Saved data entries:
━━━━━━━━━━━━━━━━━━━━━━━━━━━━━━
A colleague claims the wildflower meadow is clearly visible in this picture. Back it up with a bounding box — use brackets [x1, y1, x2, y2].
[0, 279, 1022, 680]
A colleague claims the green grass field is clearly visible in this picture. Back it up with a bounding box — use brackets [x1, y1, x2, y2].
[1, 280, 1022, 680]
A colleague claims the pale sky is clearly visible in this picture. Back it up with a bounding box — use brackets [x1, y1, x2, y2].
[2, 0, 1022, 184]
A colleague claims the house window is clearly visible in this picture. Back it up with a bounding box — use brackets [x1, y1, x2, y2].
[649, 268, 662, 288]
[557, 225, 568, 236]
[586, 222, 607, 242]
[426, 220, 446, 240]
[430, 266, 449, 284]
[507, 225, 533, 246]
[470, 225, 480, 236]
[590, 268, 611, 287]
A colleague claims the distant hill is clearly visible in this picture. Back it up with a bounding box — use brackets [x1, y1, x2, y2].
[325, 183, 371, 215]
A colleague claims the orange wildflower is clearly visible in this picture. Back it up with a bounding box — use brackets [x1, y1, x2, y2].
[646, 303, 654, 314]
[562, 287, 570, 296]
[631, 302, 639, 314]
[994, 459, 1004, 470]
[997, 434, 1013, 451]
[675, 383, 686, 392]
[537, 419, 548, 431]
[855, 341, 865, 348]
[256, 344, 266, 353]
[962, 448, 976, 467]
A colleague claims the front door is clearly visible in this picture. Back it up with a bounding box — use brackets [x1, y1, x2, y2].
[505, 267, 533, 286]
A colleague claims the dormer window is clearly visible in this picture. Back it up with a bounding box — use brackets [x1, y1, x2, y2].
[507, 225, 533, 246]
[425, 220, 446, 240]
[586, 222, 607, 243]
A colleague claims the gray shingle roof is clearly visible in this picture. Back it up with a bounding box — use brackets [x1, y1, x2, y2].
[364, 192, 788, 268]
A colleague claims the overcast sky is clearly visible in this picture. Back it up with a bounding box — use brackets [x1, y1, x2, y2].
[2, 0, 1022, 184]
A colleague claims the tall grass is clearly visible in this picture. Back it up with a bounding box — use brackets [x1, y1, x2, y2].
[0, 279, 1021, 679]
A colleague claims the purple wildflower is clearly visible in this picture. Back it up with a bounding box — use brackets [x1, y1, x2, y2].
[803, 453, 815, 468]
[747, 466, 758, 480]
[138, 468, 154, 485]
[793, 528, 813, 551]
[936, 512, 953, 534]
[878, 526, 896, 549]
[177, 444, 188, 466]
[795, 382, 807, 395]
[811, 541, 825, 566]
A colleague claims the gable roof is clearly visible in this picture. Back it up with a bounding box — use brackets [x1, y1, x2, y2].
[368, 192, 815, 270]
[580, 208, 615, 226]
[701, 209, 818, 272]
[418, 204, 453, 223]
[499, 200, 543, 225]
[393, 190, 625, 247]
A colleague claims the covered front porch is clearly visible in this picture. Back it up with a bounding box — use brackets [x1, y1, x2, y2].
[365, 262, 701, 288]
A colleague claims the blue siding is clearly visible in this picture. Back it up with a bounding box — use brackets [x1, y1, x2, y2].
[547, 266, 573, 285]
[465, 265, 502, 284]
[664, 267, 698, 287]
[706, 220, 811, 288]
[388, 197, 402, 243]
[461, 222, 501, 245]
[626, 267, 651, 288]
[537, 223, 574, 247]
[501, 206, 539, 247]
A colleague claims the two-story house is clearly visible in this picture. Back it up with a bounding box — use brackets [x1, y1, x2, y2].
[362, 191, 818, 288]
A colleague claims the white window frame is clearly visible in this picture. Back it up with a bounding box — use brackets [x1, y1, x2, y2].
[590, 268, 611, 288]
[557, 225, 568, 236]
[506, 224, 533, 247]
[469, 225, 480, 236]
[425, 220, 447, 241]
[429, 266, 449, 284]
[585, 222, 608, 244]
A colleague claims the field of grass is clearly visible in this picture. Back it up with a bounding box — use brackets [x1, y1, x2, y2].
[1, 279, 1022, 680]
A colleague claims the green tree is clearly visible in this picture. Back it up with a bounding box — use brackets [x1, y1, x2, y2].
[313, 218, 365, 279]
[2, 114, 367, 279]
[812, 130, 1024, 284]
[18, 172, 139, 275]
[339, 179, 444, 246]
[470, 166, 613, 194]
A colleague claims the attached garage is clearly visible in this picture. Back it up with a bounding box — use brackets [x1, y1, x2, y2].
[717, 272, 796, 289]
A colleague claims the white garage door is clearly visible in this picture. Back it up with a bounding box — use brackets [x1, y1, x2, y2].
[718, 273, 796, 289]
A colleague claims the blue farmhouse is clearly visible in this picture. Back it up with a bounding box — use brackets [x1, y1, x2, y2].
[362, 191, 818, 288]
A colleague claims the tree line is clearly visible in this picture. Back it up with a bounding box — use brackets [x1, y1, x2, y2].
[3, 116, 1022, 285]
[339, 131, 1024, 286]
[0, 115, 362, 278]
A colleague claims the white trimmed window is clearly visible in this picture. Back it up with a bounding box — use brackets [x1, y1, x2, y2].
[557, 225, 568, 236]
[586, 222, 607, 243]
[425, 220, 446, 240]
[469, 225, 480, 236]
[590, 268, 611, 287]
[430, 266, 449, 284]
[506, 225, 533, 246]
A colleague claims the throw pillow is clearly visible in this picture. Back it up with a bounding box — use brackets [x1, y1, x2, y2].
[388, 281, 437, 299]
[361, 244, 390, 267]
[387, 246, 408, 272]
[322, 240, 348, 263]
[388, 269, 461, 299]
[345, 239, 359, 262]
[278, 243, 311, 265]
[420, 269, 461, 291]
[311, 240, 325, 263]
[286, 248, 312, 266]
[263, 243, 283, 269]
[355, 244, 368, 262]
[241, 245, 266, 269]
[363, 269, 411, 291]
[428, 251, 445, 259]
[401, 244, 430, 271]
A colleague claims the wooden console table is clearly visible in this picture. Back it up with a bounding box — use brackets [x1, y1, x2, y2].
━━━━━━━━━━━━━━━━━━━━━━━━━━━━━━
Work instruction
Write every record out again, letter for letter.

Solved exercise
A colleague claims the wildflower meadow is clearly visible in this picture. Back it up with a bounding box — use brackets [x1, y1, x2, y2].
[0, 279, 1022, 680]
A colleague claims the green grass field is clearly visible in this picture. Back it up with a bounding box — use brackets [x1, y1, x2, y2].
[1, 280, 1022, 680]
A colleague claims the pale sky is clearly visible in this picture. Back it up with a bounding box — use brackets [x1, y1, x2, y2].
[2, 0, 1022, 184]
A colleague claims the house window is clearly visible in this picture. Back it up with a bounding box — use brackets [x1, y1, x2, y2].
[649, 268, 662, 288]
[557, 225, 568, 236]
[586, 222, 607, 242]
[426, 220, 446, 240]
[430, 266, 449, 284]
[507, 225, 533, 246]
[470, 225, 480, 236]
[590, 268, 611, 287]
A colleague claims the distant hill is clearly visible in this picture. Back it up with a bounding box — use brackets [x1, y1, x2, y2].
[325, 183, 371, 215]
A colleague claims the orange wildflower is clearly visible in this picture. Back it up with a bounding box — use brackets [x1, y1, x2, y2].
[646, 303, 654, 314]
[562, 287, 570, 296]
[631, 302, 639, 314]
[994, 459, 1004, 470]
[997, 434, 1013, 451]
[675, 383, 686, 392]
[537, 419, 548, 431]
[855, 341, 865, 348]
[256, 344, 266, 353]
[962, 448, 976, 467]
A colleague claims the front door is clearly visible in this picture. Back it up with a bounding box — use brackets [x1, y1, x2, y2].
[505, 267, 533, 286]
A colleague claims the dormer window is clearly visible in this picture. Back it up with a bounding box — use brackets [x1, y1, x2, y2].
[507, 225, 533, 246]
[425, 220, 446, 240]
[586, 222, 607, 243]
A colleague claims the gray shingle roof is clearly visible in this picture. Back it up with a bounding box — use brackets [x1, y1, x2, y2].
[364, 192, 788, 268]
A colleague claims the overcast sky is clearly visible in this picture. Back it up with a bounding box — use brackets [x1, y1, x2, y2].
[2, 0, 1022, 184]
A colleague claims the tall grass is clearly visible in this picture. Back it up with a bounding box — use brackets [x1, y1, x2, y2].
[0, 279, 1021, 679]
A colleague claims the purple wildflower is clearly visible in this picture. Back it up with a bounding box — use brackets [x1, y1, x2, y2].
[803, 453, 815, 468]
[747, 466, 758, 480]
[138, 468, 154, 485]
[793, 528, 813, 551]
[936, 512, 953, 534]
[878, 526, 896, 549]
[177, 444, 188, 466]
[795, 382, 807, 395]
[811, 541, 825, 566]
A colleague claims the gable roof is clearly visible in this picture. Back it up with a bounding box — use brackets [x1, y1, x2, y2].
[368, 192, 815, 270]
[580, 208, 615, 226]
[701, 209, 818, 272]
[418, 204, 453, 223]
[499, 200, 543, 225]
[393, 190, 625, 247]
A colleague claims the covered front porch is clearly visible in this picture. Back it up with a bounding box — use brackets [x1, y1, x2, y2].
[365, 262, 701, 288]
A colleague claims the blue siding is clearly visible in this picture. Back it up with a bounding box — use brackets [x1, y1, x2, y2].
[547, 266, 573, 285]
[465, 265, 502, 284]
[664, 267, 698, 287]
[706, 220, 811, 288]
[388, 197, 402, 243]
[461, 222, 501, 245]
[626, 267, 651, 288]
[537, 223, 574, 247]
[501, 206, 539, 247]
A colleague claims the two-story house is clearly visible in this picture. Back it up with a bounding box — use brackets [x1, y1, x2, y2].
[362, 191, 818, 288]
A colleague claims the white window frame is clearly visible in this picture. Back it up with a bounding box — use brackets [x1, y1, x2, y2].
[590, 268, 611, 288]
[557, 225, 568, 236]
[506, 224, 533, 247]
[469, 225, 480, 236]
[425, 220, 447, 241]
[429, 266, 449, 284]
[585, 222, 608, 244]
A colleague claims the field of grass is clearly visible in this picture. Back it up with a bounding box — use brackets [x1, y1, x2, y2].
[1, 279, 1022, 680]
A colleague claims the green tree is clearly visible in this picture. Back it up with a bounding box — use brackets [x1, y1, x2, y2].
[313, 218, 365, 279]
[2, 114, 367, 279]
[812, 130, 1024, 284]
[18, 172, 139, 275]
[339, 179, 444, 246]
[470, 166, 613, 194]
A colleague claims the attached garage is clearly visible in this picture. Back it up with a bounding box — use brackets [x1, y1, x2, y2].
[717, 272, 796, 289]
A colleague claims the white garage door is clearly visible in this picture. Back it up with a bounding box — use brackets [x1, y1, x2, y2].
[718, 273, 796, 289]
A colleague claims the blue farmhouse is clearly visible in this picture. Back it up with a bounding box — use brackets [x1, y1, x2, y2].
[362, 191, 818, 288]
A colleague claims the tree line is clearly visible in this picture. Back it up with a bounding box — use brackets [x1, y1, x2, y2].
[3, 116, 1022, 285]
[339, 131, 1024, 286]
[0, 115, 362, 278]
A colleague claims the white trimmed window is clearly visible in this picture. Back it up with a bounding box — use brackets [x1, y1, x2, y2].
[557, 225, 568, 236]
[586, 222, 607, 243]
[425, 220, 446, 240]
[469, 225, 480, 236]
[590, 268, 611, 287]
[430, 266, 449, 284]
[506, 225, 533, 246]
A colleague claims the throw pillow is clearly visible in this picture. Back it up with a bounding box — use brackets [x1, y1, x2, y2].
[388, 281, 437, 299]
[361, 244, 390, 267]
[387, 246, 408, 272]
[322, 240, 348, 263]
[388, 269, 461, 299]
[345, 239, 359, 262]
[278, 243, 311, 265]
[420, 269, 461, 291]
[311, 240, 325, 263]
[286, 248, 312, 266]
[263, 243, 283, 269]
[355, 244, 368, 262]
[241, 245, 266, 269]
[363, 269, 411, 291]
[428, 251, 445, 259]
[401, 244, 430, 271]
A colleague claims the wooden console table is clearly visible in this picture. Back it up with a bounding box — use brackets [x1, y1, x2, y2].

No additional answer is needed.